[[ Given entries, beginning ]]
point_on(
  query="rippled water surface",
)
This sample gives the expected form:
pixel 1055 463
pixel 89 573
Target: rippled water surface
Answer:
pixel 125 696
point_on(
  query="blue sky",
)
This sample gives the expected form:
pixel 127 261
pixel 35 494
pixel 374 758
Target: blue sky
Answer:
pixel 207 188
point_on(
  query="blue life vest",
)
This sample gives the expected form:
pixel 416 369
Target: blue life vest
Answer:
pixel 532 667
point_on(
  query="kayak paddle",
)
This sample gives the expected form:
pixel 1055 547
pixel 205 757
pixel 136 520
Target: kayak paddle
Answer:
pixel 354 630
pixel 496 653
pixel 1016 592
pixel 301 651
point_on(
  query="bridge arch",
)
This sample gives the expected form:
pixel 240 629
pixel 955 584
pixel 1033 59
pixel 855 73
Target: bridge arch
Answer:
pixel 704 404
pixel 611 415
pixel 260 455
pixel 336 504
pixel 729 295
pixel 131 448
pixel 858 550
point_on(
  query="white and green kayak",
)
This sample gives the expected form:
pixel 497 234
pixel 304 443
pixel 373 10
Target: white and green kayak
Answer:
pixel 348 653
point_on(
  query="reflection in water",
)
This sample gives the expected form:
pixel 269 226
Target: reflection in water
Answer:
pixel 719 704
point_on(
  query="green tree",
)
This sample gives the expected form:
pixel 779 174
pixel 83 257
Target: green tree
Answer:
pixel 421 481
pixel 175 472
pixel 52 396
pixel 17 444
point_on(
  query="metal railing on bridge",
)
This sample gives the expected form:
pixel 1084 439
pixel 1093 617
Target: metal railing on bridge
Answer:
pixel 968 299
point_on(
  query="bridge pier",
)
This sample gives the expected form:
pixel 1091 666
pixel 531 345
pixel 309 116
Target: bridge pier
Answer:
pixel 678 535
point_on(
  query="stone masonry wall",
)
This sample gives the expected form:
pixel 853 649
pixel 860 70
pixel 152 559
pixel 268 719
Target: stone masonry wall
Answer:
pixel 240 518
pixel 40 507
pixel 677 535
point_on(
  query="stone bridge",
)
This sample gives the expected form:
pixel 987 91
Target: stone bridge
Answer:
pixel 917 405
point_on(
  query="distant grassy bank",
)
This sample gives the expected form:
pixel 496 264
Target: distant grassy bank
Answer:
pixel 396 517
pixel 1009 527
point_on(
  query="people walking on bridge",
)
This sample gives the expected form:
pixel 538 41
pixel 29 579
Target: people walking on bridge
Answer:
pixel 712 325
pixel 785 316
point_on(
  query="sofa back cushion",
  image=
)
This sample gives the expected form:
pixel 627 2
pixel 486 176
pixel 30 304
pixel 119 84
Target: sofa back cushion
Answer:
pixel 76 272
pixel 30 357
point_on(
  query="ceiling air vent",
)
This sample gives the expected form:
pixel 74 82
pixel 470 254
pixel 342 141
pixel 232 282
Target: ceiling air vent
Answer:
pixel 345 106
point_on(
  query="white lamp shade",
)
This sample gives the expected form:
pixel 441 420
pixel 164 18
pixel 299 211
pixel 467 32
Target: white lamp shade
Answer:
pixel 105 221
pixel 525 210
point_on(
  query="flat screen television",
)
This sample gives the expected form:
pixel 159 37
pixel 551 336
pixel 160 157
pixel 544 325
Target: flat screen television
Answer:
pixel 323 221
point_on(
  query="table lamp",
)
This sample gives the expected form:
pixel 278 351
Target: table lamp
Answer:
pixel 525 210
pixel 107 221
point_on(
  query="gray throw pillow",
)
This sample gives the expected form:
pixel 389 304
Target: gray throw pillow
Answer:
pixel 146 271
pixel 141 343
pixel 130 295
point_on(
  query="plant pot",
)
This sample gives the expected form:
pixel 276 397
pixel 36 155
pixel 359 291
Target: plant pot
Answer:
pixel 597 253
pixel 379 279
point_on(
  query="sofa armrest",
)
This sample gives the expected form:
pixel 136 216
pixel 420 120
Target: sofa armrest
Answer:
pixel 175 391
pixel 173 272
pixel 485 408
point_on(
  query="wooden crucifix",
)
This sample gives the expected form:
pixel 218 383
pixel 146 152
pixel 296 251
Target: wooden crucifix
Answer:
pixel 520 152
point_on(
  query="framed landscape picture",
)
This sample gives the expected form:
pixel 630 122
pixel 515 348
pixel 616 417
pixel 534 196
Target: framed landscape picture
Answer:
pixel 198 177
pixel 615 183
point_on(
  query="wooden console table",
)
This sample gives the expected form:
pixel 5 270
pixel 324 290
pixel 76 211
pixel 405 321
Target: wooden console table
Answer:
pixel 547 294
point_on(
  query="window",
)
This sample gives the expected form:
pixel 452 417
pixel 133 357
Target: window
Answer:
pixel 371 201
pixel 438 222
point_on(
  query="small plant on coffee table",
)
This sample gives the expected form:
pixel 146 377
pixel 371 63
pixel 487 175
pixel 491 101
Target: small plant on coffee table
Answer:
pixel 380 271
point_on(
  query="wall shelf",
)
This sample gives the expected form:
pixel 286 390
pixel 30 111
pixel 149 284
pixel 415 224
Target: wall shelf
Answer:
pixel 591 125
[[ Given entries, end ]]
Requirement: From the listing above, copy out each line where the word "kayak" appears.

Exercise response:
  query="kayak paddle",
Target: kayak paddle
  query="white and green kayak",
Target: white and green kayak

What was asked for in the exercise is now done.